**Task goal**
Whichever lines of the material contain "building", copy each of them.

**Information provided**

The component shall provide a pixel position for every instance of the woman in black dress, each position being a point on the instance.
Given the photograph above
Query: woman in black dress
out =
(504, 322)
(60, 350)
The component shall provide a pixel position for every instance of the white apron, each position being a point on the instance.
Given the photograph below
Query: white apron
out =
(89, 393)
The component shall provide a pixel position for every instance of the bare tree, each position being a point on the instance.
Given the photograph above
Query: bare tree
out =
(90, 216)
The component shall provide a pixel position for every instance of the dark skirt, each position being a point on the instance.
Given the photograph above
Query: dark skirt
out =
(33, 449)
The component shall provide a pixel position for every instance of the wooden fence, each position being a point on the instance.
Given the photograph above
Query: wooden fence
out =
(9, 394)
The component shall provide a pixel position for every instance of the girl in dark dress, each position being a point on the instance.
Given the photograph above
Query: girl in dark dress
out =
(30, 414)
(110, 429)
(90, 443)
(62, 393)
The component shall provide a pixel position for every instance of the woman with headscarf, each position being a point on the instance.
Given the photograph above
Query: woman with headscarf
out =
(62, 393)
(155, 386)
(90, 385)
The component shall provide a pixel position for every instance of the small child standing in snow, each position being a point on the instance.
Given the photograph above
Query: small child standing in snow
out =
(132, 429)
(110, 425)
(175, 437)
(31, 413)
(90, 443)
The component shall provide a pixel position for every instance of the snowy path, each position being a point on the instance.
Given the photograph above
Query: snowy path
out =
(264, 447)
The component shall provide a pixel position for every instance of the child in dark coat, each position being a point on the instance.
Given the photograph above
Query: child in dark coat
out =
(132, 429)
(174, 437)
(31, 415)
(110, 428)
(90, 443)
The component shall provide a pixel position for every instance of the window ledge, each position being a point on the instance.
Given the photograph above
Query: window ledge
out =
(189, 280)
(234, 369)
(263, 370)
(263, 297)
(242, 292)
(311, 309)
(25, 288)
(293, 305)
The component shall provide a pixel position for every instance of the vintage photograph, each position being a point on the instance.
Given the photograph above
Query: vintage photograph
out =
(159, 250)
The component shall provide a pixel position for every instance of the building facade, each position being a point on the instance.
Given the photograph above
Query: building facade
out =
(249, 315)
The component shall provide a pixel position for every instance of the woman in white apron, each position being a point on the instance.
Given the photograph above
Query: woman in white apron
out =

**Answer area**
The component shall provide a pixel position for every instance of the building facade, each position being a point on the instance.
Query: building facade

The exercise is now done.